┌─ Records provided

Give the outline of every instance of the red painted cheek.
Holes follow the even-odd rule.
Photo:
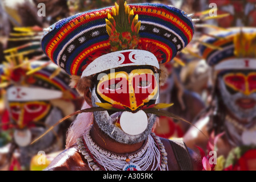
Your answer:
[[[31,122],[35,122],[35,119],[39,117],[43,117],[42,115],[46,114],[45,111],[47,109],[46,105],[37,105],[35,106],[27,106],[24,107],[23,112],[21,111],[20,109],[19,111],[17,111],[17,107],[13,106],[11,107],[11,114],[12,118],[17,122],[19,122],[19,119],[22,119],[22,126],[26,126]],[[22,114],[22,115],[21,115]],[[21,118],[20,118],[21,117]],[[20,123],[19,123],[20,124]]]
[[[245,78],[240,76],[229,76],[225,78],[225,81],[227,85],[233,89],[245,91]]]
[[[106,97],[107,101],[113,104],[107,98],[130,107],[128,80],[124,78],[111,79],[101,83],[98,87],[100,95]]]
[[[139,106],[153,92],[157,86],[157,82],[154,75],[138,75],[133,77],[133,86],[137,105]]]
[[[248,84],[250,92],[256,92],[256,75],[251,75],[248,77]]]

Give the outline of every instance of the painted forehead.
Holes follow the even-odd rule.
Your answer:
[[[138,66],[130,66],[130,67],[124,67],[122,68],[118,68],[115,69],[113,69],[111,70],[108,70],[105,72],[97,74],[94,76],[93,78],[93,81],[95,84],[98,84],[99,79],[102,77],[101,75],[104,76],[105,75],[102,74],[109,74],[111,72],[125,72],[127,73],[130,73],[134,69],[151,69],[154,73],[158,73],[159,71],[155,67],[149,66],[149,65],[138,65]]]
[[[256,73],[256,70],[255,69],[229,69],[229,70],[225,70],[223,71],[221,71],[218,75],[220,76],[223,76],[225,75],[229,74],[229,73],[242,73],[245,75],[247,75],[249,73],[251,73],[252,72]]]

└─
┌─ Records provided

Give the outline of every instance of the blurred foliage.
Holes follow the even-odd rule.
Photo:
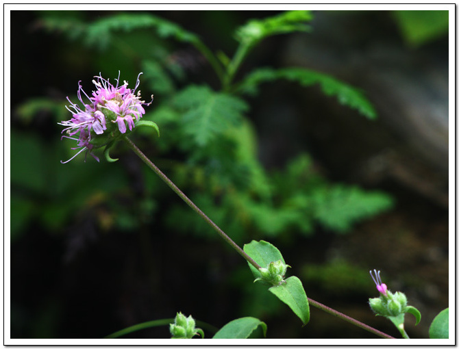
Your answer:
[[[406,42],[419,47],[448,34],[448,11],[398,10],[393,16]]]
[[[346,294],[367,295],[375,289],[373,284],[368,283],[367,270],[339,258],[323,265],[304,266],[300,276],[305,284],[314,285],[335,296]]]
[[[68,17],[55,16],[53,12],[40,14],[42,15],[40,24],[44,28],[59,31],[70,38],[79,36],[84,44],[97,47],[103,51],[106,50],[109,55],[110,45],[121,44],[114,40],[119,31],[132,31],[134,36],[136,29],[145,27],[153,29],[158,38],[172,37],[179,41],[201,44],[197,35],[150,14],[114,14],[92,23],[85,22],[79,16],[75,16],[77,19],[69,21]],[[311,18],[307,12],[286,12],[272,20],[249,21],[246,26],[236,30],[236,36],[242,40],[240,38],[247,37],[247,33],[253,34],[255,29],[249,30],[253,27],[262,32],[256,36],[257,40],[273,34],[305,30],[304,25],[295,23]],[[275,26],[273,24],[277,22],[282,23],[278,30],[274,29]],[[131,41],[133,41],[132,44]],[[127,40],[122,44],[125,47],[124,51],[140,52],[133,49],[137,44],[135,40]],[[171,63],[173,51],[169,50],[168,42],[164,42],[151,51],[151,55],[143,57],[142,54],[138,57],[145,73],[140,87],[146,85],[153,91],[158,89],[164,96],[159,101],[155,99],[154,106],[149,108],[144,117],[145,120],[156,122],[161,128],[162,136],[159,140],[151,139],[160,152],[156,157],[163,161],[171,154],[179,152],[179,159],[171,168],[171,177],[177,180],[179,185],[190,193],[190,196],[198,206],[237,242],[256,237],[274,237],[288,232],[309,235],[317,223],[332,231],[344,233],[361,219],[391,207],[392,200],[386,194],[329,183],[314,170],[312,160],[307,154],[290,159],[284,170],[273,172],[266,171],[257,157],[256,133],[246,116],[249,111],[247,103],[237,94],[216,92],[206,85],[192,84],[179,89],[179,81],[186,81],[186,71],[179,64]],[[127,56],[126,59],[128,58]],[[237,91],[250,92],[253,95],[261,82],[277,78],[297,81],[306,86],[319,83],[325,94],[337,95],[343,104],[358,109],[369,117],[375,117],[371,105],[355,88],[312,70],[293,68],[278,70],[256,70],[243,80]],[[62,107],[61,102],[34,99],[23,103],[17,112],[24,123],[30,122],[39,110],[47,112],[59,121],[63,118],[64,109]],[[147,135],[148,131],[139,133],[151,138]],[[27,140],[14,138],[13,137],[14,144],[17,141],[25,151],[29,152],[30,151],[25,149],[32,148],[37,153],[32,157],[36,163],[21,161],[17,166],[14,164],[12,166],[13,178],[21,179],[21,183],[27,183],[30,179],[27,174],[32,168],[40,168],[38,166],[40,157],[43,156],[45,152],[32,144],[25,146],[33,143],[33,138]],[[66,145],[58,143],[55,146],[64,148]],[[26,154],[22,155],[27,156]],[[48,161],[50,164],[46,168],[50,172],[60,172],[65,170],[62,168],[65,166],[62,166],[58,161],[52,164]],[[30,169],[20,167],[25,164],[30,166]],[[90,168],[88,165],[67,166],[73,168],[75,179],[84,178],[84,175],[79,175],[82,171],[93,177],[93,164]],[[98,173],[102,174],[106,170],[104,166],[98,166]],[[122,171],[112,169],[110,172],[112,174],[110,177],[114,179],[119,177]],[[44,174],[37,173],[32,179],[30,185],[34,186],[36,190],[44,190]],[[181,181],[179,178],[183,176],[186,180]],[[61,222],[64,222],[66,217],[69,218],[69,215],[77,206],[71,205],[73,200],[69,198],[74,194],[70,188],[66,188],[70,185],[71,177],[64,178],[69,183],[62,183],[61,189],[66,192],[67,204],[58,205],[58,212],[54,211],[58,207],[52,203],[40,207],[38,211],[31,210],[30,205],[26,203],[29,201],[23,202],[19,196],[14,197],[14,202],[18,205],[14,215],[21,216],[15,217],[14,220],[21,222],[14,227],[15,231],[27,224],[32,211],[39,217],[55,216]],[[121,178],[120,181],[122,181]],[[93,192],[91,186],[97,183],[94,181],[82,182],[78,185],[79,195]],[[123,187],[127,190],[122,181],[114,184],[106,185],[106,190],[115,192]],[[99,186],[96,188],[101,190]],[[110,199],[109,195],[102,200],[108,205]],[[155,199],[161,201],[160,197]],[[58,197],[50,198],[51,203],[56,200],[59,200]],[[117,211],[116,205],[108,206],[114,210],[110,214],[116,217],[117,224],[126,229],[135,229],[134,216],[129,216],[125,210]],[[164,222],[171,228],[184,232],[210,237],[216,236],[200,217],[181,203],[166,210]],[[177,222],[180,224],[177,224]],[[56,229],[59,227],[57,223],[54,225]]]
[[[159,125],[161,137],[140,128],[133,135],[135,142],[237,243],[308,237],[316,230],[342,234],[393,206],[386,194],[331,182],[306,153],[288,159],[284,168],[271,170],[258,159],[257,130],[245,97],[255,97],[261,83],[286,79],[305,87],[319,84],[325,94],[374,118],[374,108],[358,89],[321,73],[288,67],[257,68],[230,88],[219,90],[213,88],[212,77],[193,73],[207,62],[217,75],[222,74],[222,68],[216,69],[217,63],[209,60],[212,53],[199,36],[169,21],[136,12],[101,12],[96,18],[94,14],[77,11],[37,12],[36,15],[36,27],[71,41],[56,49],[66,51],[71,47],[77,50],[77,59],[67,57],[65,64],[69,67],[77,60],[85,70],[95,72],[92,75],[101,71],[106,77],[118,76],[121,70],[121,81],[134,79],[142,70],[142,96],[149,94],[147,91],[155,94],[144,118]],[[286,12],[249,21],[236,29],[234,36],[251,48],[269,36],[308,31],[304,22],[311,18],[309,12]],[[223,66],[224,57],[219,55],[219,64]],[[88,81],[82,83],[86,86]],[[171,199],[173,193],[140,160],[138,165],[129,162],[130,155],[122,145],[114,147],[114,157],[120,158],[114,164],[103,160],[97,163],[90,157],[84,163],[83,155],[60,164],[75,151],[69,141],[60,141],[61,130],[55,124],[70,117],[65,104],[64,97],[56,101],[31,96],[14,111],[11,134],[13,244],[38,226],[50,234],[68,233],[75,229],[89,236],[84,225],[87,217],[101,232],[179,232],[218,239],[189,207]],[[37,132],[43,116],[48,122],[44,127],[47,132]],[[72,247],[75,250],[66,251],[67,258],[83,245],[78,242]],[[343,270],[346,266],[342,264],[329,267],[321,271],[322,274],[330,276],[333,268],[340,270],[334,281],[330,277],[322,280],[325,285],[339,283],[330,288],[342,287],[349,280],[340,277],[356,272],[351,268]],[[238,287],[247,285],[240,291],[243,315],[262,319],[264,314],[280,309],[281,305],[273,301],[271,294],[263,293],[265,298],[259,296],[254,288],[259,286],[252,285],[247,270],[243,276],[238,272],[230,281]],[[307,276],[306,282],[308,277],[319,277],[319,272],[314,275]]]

└─

Problem to solve → Select each line in the entries above that contains the word "instance", and copy those lines out in full.

Answer to the problem →
Give the outline of every instance of the red painted cheek.
Give the outline of every instance of the painted forehead.
Give the outline of every instance of the blurred foliage.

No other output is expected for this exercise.